§ İstenen Görev a:
Aşağıdaki tasarrufun iptali davalarına ilişkin metne göre şu soruları yanıtlayınız:
(i) Muvazaa iddiasına dayalı tasarrufun iptali davalarını temyizen hangi daire inceleyecektir?
(ii) Metinde çek nasıl nitelendirilmektedir?
(iii) 6183 sayılı Kanun’un mükerrer 35. maddesinin (5) ve (6). fıkralarını hangi mahkeme iptal etmiştir?

§ Metin Pasajı:
· · · · · · ·

Borçlu şirkette yönetici olan üçüncü kişi davalının borçlunun alacaklıları ızrar kastını bilen veya bilmesi gereken kişilerden olduğu (İİK. mad. 280/1)- Taşınmazların tapuda gösterilen satış bedelleri ile gerçek değerleri arasında bir mislini aşan fahiş fark bulunması, ayrıca davalıların borçlu davalının mali durumu ile alacaklıları ızrar kastını bilen veya bilmesi gereken kişilerden olmaları, davalılardan birinin borçludan satın aldığı başka taşınmazlar hakkında da tasarrufun iptali davası nedeniyle davalı konumunda olduğu ve orada verdiği beyanlardan davalı borçlu ile ticari ilişkilerinin bulunduğunun anlaşıldığı, bu nedenle davanın İİK. mad. 278/III-2 ve 280/1-2 maddeleri uyarınca kabulü ile yapılan tasarrufların iptali gerektiği-
Tasarruf tarihinden önce borçlu ile davalı üçüncü kişiler arasında herhangi bir “yakınlık”, “iş arkadaşlığı”, “ticari ilişki”, “komşuluk”, “iş ortaklığı”, “akrabalık”, ve “tanıdıklık” bulunup bulunmadığı araştırılarak, davalı üçüncü kişinin, borçlunun alacaklılarına zarar verme kasdıyla hareket ettiğini bilen veya bilmesi gereken kişilerden olup olmadığı irdelenerek, varılacak sonuca göre bir karar verilmesi gerekeceği-
İİK.nun 277 vd. göre açılan tasarrufun iptâli davalarının dinlenebilmesi için "alacağın sebebi olan hukuki ilişkinin, tasarrufun yapıldığı tarihten öncesine rastlaması" gerektiğinden ve çek bir ödeme vasıtası olduğundan, çeklerin, çekdeki alacağın mutlaka keşide tarihinde doğduğunu göstermeyeceği, uygulamada çeklerin "ileri tarihli" olarak düzenledikleri sıkça görüldüğünden, "icra takibine koyduğu alacağın, çekte yazılı tarihten önce doğduğunu" iddia eden davacı-alacaklıya mahkemece süre verilerek, bu konudaki delilleri ibraz ettirilip, tasarrufun borcun doğumundan önce yapıldığının anlaşılması halinde, davanın reddedilmesi, aksi takdirde ise davanın kabul edilmesi gerekeceği–
Temyizen Yargıtay 4. Hukuk Dairesince incelenecek olan "muvazaa" (BK. 18; şimdi; TBK. mad. 19) iddiasına dayalı olarak açılan tasarrufun iptal davalarına, davacı tarafından "aciz belgesi" ibraz edilmese dahi bakılması (sonuçlandırılması) gerekeceği-
Limited şirket ortak ve yöneticilerinin şirketin ödenmeyen kamu borçlarından dolayı 6183 sayılı kanunun 35 ve mükerrer 35. maddeleri ile Vergi Usul Kanunu 10. maddesi uyarınca sorumlu tutulabilmeleri için, şirket ortaklarının ve temsilcisinin kim olduğunu ticaret sicil kayıtları getirtilerek araştırılması, takip konusu borcun şirketten tahsil edilememesinin veya tahsil imkanının bulunmadığının saptanmasından sonra şirket ortak ve temsilcisi hakkında icra takibi yapıp kendisine ödeme emri gönderilmesi gerekeceği-(NOT: 6183 Sayılı Amme Alacaklarının Tahsili Usulü Hakkında Kanun’un mükerrer 35. Maddesi’nin (5) ve (6). Fıkralar, Anayasa Mahkemesi’nin 19.03.2015 T. VE E: 2014/144, K: 2015/29 Sayılı Kararı İle İptal Edilmiştir.)

· · · · · · ·

§ Sağlanan Bilgiler:
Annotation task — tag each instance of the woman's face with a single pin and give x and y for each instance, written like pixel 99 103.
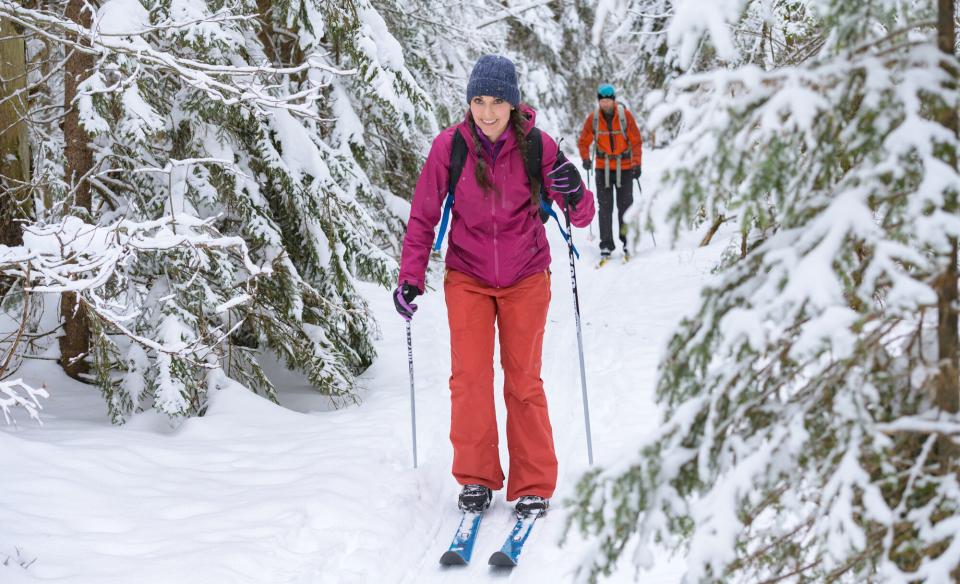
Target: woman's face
pixel 491 114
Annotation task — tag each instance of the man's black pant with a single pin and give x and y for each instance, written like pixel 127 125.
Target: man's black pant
pixel 605 204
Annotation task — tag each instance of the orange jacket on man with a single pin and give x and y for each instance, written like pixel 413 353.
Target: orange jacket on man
pixel 619 143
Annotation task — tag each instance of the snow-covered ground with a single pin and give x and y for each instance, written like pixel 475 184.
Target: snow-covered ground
pixel 257 493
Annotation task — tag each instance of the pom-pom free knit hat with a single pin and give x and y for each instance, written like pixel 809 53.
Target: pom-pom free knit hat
pixel 495 76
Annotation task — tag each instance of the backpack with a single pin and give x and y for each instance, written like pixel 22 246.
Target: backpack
pixel 622 116
pixel 532 160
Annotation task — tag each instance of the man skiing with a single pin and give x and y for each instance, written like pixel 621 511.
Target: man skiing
pixel 617 146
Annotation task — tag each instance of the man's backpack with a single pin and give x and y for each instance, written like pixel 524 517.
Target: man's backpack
pixel 532 160
pixel 622 116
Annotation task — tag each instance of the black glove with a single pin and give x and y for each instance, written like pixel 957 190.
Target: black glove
pixel 402 300
pixel 566 180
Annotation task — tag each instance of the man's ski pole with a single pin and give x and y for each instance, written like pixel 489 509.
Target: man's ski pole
pixel 590 237
pixel 413 403
pixel 576 307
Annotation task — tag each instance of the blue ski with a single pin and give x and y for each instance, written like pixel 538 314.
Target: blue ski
pixel 462 547
pixel 509 554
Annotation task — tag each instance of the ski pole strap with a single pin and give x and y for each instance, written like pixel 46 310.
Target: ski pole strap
pixel 443 222
pixel 549 210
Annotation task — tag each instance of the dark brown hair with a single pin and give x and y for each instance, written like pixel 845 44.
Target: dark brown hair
pixel 518 122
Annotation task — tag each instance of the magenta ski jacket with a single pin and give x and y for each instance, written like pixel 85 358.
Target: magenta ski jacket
pixel 495 237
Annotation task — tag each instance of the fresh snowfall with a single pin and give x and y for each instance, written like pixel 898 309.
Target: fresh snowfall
pixel 204 377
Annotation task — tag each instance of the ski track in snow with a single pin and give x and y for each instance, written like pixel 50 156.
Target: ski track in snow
pixel 256 493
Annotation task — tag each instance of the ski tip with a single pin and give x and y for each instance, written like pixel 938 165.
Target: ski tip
pixel 450 558
pixel 501 559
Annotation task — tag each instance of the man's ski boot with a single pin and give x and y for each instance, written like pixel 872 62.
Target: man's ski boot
pixel 475 498
pixel 529 505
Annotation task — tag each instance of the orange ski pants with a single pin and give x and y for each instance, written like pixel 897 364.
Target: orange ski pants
pixel 520 312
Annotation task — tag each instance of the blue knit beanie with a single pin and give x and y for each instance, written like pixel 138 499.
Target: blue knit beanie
pixel 495 76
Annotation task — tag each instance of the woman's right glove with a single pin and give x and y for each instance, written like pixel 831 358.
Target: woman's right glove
pixel 403 300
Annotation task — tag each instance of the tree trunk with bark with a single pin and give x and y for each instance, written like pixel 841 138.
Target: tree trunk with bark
pixel 948 383
pixel 75 340
pixel 14 138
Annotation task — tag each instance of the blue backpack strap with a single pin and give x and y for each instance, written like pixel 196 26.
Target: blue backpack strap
pixel 548 209
pixel 458 157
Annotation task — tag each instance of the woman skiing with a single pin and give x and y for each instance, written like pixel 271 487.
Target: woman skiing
pixel 497 271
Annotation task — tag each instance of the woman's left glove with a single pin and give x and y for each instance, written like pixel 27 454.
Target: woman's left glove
pixel 403 300
pixel 566 180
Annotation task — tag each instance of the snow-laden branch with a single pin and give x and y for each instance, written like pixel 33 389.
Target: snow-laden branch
pixel 15 394
pixel 227 84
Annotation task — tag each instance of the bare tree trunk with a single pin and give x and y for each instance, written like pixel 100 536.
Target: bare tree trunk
pixel 14 139
pixel 948 383
pixel 75 341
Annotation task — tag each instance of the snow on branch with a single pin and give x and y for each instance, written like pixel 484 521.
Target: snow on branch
pixel 16 393
pixel 73 256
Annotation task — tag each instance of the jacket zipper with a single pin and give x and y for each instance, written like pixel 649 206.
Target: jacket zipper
pixel 493 216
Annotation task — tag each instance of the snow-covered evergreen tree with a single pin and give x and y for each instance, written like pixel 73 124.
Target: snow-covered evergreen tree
pixel 245 159
pixel 811 399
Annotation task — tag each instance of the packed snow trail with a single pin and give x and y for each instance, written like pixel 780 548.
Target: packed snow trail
pixel 256 493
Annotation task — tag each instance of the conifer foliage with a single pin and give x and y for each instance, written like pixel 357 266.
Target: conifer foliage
pixel 810 401
pixel 235 197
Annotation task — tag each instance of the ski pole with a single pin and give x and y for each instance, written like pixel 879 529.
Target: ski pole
pixel 413 403
pixel 576 307
pixel 590 233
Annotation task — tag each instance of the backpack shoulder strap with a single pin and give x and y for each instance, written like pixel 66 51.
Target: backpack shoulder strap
pixel 596 126
pixel 622 114
pixel 458 158
pixel 533 155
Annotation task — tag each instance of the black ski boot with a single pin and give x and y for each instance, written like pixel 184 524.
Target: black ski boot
pixel 529 505
pixel 475 498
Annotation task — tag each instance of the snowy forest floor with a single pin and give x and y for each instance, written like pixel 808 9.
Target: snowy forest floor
pixel 302 494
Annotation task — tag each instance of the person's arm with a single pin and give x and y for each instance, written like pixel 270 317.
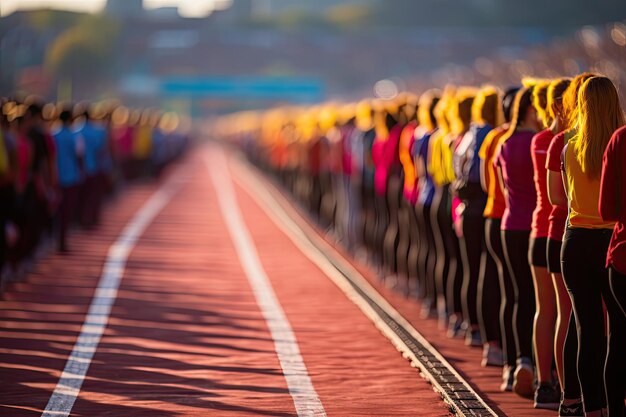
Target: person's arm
pixel 484 180
pixel 556 190
pixel 608 205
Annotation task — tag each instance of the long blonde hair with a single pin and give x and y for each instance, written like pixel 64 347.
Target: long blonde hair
pixel 570 99
pixel 487 108
pixel 540 102
pixel 599 115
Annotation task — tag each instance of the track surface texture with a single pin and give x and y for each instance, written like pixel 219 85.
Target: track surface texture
pixel 190 331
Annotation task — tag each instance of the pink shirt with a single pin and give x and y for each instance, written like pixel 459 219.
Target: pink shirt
pixel 516 162
pixel 558 215
pixel 541 215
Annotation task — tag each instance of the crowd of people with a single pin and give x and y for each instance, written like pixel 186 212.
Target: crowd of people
pixel 58 163
pixel 504 212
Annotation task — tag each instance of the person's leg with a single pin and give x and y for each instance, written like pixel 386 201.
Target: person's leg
pixel 489 303
pixel 472 244
pixel 545 315
pixel 430 305
pixel 391 237
pixel 455 283
pixel 580 260
pixel 413 254
pixel 507 295
pixel 515 245
pixel 442 259
pixel 615 367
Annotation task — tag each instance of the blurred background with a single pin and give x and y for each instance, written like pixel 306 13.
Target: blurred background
pixel 209 57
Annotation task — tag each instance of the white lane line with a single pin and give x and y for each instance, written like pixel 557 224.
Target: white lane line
pixel 305 398
pixel 259 191
pixel 64 396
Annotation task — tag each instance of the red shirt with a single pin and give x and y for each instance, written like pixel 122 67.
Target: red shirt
pixel 558 216
pixel 612 204
pixel 539 152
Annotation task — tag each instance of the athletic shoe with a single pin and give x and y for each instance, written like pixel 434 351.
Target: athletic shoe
pixel 524 378
pixel 492 356
pixel 507 378
pixel 473 338
pixel 455 330
pixel 572 410
pixel 547 397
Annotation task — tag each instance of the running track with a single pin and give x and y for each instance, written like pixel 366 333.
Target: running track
pixel 215 309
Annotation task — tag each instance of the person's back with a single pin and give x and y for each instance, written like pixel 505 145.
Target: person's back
pixel 94 138
pixel 68 168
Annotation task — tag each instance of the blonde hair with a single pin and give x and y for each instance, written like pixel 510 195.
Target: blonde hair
pixel 599 115
pixel 487 108
pixel 570 99
pixel 556 89
pixel 540 102
pixel 426 109
pixel 460 110
pixel 441 110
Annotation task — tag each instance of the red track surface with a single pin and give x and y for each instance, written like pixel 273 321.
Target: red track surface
pixel 185 336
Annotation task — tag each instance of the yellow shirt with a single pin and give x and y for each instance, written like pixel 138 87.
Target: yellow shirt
pixel 583 194
pixel 4 156
pixel 440 160
pixel 142 143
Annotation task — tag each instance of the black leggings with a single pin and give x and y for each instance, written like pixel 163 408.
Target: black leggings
pixel 442 227
pixel 472 245
pixel 391 238
pixel 382 222
pixel 614 378
pixel 587 280
pixel 493 238
pixel 489 298
pixel 427 250
pixel 515 243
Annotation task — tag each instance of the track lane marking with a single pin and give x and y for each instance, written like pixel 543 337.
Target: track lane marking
pixel 68 387
pixel 305 399
pixel 358 290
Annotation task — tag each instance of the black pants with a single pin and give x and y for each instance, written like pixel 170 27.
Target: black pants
pixel 614 377
pixel 382 222
pixel 426 252
pixel 65 215
pixel 493 238
pixel 515 243
pixel 441 223
pixel 472 244
pixel 489 298
pixel 587 280
pixel 391 237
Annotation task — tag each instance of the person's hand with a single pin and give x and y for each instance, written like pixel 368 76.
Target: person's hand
pixel 11 234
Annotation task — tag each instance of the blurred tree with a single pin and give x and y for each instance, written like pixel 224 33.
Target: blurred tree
pixel 349 15
pixel 84 53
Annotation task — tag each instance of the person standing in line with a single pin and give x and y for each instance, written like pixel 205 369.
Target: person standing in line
pixel 566 340
pixel 486 114
pixel 93 137
pixel 546 395
pixel 612 207
pixel 585 246
pixel 426 190
pixel 69 150
pixel 470 249
pixel 407 265
pixel 434 154
pixel 515 166
pixel 494 210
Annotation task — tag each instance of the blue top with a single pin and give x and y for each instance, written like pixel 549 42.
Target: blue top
pixel 466 159
pixel 66 143
pixel 94 137
pixel 420 150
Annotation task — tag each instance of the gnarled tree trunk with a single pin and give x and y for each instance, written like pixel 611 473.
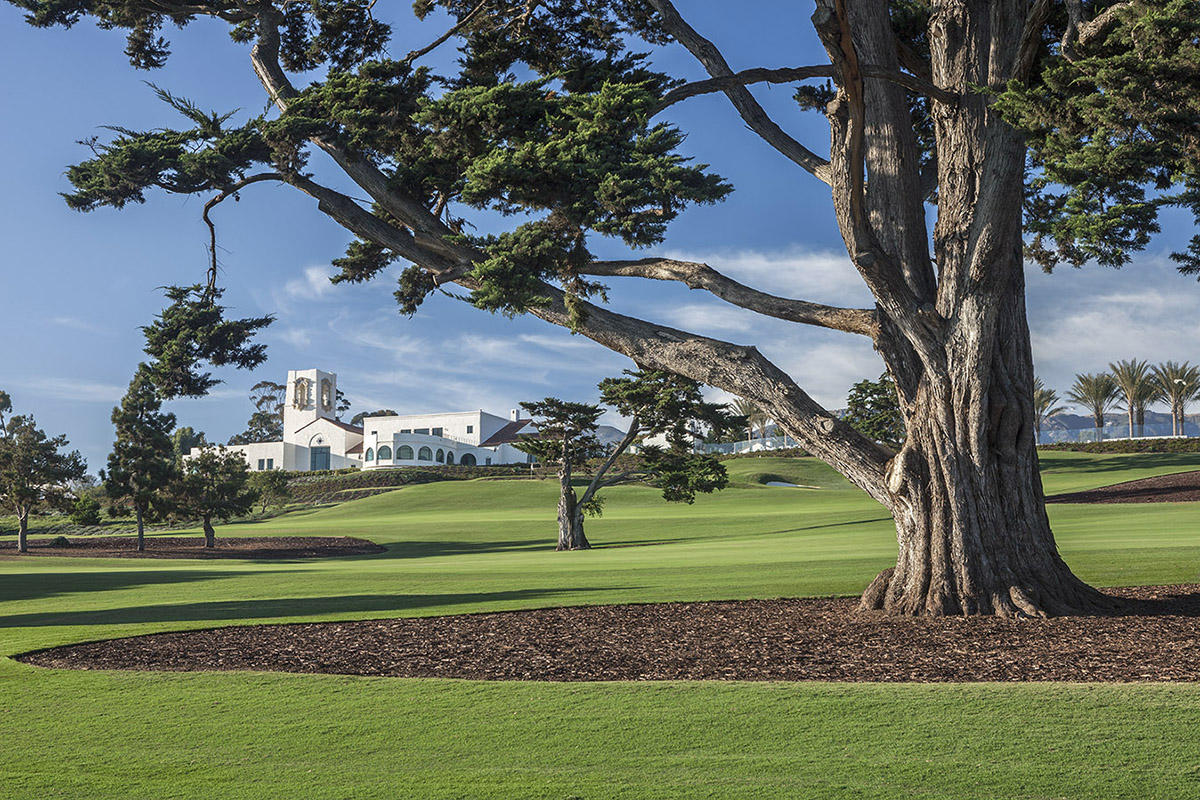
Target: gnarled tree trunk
pixel 23 531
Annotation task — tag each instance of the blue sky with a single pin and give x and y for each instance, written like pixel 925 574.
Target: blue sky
pixel 76 287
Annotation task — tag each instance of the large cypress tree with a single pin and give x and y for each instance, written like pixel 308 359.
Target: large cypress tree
pixel 1071 120
pixel 142 465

· · · · · · ·

§ İstenen Görev b:
Kayıtlarda "Annotation task — tag each instance of the long" ifadesini içeren satırdan "pixel 190 331" ifadesini içeren satıra kadar uzanan satırları, her iki uç satır da dâhil olmak üzere, aynen aktarınız.

§ Doğru Çıktı a:
(i) Yargıtay 4. Hukuk Dairesi
(ii) Bir ödeme vasıtası
(iii) Anayasa Mahkemesi

§ Doğru Çıktı b:
Annotation task — tag each instance of the long blonde hair with a single pin and give x and y for each instance, written like pixel 64 347.
Target: long blonde hair
pixel 570 99
pixel 487 108
pixel 540 102
pixel 599 115
Annotation task — tag each instance of the track surface texture with a single pin and give x and y for each instance, written like pixel 219 85.
Target: track surface texture
pixel 190 331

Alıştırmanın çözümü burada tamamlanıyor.